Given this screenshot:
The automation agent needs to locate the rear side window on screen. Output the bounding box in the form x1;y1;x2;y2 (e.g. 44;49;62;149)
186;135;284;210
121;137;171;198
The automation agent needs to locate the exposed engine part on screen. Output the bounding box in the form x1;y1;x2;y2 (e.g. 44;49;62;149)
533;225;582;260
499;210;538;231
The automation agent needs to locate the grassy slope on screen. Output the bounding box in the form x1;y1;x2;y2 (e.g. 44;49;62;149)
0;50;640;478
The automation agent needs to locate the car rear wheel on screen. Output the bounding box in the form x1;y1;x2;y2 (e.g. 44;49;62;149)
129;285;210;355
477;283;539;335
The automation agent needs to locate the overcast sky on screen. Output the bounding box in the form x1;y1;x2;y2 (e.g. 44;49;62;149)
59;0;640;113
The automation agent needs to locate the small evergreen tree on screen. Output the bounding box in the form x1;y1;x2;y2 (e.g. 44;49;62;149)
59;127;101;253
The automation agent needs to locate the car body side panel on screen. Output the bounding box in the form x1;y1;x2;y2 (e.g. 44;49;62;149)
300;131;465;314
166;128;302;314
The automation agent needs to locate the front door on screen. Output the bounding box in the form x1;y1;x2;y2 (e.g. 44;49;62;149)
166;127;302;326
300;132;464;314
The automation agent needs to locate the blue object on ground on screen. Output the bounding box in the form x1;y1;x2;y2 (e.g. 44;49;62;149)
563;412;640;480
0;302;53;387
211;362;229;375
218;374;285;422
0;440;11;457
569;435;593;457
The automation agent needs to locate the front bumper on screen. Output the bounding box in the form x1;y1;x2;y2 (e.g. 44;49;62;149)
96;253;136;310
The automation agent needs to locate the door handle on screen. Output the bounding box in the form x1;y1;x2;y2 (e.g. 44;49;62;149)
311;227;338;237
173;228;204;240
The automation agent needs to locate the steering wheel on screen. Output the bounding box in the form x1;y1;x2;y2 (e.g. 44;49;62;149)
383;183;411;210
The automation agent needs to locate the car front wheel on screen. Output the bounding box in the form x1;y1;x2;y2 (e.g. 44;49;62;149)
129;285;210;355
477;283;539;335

──────────

▶ [TASK TO CARRY OUT] Lay out the records from the start through the line containing "499;210;538;231" as a two-column CSV with the headers instruction and box. Give one row for each locate instruction, with its text and its coordinates each in a single quoted field and line breaks replaced by spaces.

▶ [FINAL RESULT]
instruction,box
"Given this screenshot: The automation agent needs to locate the rear side window on screen. Output the bounding box in the form x1;y1;x2;y2 (e.g. 44;49;62;149)","186;135;284;210 121;137;171;198"
"The automation agent needs to locate the exposed engine part on screen. Output the bounding box in the form x1;y1;x2;y2 (e.g. 44;49;62;149)","533;225;582;260 499;210;538;231"